■ Task brief
Repeat each entry below without omitting a single word.

■ Dataset entries
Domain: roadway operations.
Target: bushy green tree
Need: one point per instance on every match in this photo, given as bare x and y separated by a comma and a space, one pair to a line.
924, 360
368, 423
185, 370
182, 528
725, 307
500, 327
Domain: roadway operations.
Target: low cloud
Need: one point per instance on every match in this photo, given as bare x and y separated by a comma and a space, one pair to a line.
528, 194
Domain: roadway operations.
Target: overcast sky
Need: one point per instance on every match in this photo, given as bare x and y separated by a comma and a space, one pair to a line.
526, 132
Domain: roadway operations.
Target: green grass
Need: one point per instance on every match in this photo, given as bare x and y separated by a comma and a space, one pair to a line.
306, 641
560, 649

■ Solution to this task
Domain: roadway operations.
Target: bushy green tree
Need: one point per instance on every match in this photo, given as bare x and y separated by a comma and a space, one pair to a line.
924, 360
368, 423
185, 370
182, 528
725, 307
500, 327
Domain: roadway operations.
Target: low cloud
Need: one point per instance on every match in this photo, given as bare x and y separated by a comma and a space, one pair to a line.
528, 194
Domain: roadway operations.
Target: overcast sky
Need: one point per instance on every match in this photo, given as bare x and y separated by a comma and a space, one pair to a line.
526, 132
Domain: roadway operations.
Target: green grass
Need: one point per instance on every match in this photo, given as bare x and y separated by a comma and a space, one pair to a line.
306, 641
560, 649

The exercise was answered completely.